Transcribe the records below exactly as they appear.

# # # # # # #

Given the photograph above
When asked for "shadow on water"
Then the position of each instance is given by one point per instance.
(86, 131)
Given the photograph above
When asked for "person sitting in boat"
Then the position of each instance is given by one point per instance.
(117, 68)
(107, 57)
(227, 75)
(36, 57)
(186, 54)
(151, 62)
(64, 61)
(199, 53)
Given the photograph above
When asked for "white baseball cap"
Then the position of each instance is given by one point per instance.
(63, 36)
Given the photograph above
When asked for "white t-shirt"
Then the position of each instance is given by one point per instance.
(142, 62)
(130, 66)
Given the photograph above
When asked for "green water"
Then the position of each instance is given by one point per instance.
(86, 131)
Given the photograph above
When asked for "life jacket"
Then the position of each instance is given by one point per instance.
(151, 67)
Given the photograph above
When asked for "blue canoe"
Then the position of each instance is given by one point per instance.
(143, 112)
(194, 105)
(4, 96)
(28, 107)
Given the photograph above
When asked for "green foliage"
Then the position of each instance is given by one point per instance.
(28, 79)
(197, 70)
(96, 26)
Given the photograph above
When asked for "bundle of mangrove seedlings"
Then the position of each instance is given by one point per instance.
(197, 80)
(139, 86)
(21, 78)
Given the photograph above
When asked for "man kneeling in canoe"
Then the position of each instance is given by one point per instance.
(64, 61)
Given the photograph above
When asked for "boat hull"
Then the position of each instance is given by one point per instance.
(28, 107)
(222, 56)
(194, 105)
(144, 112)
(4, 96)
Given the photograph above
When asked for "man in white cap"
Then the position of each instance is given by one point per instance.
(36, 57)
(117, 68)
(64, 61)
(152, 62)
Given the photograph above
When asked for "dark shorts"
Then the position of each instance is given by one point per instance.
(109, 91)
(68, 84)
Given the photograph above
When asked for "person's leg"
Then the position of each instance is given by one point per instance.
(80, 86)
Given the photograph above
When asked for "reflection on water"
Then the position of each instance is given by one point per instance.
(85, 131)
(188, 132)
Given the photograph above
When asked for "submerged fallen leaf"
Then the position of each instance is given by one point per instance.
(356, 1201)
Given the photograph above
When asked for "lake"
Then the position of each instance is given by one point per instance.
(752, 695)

# # # # # # #

**CORRECT ANSWER:**
Given the photograph above
When asked for "shadow on water"
Then the position of each instance is given by one point per instance.
(86, 131)
Given the photograph above
When asked for "person sitting in boat"
Then the position of each instance is given by one point per instance.
(117, 68)
(107, 57)
(227, 75)
(36, 57)
(186, 54)
(151, 62)
(64, 61)
(199, 53)
Given the photograph above
When asked for "white baseball cap"
Then the position of each instance is given by one point per instance.
(63, 36)
Given the photograph above
When asked for "white t-shirt"
Then the position of each instance is given by one point per instance.
(142, 62)
(130, 66)
Given the photograph above
When asked for "green water"
Then the position of each instance is given by one point per instance.
(86, 131)
Given the photograph above
When asked for "life jacket"
Then the position of each instance is given by one point per instance.
(151, 67)
Given the photograph above
When asked for "blue canoe"
Then the position of each instance is given by one point per instance.
(143, 112)
(194, 105)
(4, 96)
(28, 107)
Given the photograph above
When asked for "green foliage"
Then the position of each instance is given by one point per instance.
(28, 79)
(197, 70)
(96, 26)
Given the photograph above
When asked for "bundle of mangrove seedlings"
Then the position of each instance is given by one point per instance.
(197, 80)
(139, 86)
(21, 78)
Given the photograph above
When asked for "man kneeling in canoe"
Then the position of each instance is given by one point per instance.
(64, 61)
Given the photograph above
When asked for "boat hull"
Then the position of each instance is given by one point per instance.
(28, 107)
(222, 56)
(194, 105)
(144, 112)
(4, 96)
Given the photograph above
When asked for "man in white cap"
Then the position of each instance is given by one point per instance.
(36, 57)
(117, 68)
(64, 61)
(152, 62)
Given the photograph above
When asked for "dark shorts"
Then the position of each instance is given by one point per instance.
(109, 91)
(68, 84)
Given the photograph above
When asked for "person's leg"
Then the position of each instance is given by one point per instance.
(80, 86)
Given the photograph above
When asked for "reflection on water"
Then the position of each instance is given by one point per instance.
(85, 131)
(188, 132)
Given the photograph above
When asked for "submerged fallen leaf"
Then the position of each instance is given by one point per instance.
(356, 1201)
Given the photograph above
When asked for "lake"
Then the position of each instance is given by one point per instance.
(752, 695)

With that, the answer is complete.